** Begin Material for this exercise **

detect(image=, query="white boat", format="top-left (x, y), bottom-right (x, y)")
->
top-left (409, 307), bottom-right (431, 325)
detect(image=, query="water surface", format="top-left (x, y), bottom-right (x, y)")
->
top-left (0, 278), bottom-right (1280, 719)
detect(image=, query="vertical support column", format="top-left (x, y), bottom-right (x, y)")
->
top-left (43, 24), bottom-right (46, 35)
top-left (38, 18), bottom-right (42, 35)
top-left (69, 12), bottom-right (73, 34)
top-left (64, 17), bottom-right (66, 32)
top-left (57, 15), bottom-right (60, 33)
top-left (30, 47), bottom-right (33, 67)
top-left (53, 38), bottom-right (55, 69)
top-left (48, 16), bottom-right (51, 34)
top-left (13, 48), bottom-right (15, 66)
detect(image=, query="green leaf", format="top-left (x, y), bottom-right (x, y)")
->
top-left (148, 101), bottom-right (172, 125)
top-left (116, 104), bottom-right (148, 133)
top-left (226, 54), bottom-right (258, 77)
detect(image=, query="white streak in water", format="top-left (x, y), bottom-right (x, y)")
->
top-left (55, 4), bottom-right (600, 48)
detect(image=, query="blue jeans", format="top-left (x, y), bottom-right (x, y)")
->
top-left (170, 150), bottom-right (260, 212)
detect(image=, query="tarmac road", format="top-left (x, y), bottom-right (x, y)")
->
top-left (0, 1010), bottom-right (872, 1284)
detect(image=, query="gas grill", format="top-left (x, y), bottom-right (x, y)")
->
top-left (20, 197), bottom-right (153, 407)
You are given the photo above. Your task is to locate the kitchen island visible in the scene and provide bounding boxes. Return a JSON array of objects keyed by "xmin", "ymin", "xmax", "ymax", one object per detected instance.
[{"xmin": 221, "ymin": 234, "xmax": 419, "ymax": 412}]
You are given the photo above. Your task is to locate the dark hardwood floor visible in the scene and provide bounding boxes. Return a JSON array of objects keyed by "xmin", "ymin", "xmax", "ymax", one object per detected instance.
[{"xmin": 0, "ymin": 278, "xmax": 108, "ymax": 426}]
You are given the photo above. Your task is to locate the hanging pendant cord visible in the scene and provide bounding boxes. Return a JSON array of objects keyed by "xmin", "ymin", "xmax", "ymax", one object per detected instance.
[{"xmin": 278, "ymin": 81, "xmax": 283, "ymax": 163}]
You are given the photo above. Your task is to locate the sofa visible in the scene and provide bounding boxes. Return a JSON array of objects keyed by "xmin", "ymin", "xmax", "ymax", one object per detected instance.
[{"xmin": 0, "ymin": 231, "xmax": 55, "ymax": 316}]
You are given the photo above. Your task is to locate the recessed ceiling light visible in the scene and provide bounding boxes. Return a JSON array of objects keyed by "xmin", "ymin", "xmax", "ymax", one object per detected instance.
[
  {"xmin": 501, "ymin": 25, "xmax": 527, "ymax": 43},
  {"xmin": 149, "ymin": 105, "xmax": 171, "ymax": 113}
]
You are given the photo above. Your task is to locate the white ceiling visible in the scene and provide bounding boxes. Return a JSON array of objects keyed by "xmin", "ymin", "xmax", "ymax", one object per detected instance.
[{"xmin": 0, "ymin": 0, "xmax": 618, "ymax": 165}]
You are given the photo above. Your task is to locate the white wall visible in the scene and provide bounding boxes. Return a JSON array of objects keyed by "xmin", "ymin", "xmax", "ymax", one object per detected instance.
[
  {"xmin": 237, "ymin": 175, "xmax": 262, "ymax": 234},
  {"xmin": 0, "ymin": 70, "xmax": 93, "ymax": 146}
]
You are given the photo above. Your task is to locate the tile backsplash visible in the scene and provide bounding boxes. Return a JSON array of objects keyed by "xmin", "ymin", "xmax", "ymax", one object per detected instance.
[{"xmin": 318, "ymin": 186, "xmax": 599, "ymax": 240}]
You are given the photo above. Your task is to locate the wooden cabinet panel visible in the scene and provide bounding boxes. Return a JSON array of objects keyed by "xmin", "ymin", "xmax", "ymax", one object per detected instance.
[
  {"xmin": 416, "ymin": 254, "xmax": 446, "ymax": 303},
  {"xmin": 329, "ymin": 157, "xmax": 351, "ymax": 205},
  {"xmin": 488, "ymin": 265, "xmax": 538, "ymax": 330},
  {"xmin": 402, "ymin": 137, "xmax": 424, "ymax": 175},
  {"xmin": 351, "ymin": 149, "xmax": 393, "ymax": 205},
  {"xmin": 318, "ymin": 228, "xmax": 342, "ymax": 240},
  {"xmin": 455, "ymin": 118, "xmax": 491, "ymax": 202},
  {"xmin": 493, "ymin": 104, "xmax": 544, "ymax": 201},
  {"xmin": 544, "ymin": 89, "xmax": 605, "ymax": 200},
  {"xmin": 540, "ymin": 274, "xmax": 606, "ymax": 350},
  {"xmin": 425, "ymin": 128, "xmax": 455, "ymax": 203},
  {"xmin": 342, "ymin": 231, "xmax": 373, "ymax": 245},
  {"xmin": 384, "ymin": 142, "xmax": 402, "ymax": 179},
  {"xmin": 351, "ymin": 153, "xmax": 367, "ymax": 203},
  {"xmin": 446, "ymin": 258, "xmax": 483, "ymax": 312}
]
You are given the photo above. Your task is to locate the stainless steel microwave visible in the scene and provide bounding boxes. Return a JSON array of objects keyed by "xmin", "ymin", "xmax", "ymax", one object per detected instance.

** End Material for this exercise **

Starting with the first line of the records and continuing through the line containing "top-left (0, 278), bottom-right (1280, 719)", write those lines out again in full, requests included. In the answers, multiply every coordinate by 2.3 and round it to a whole number, with halves rounded up.

Task answer:
detect(image=, query="white boat", format="top-left (x, y), bottom-right (x, y)")
->
top-left (941, 706), bottom-right (991, 748)
detect(image=, query="water surface", format="top-left (x, y), bottom-right (x, y)")
->
top-left (0, 639), bottom-right (2944, 1654)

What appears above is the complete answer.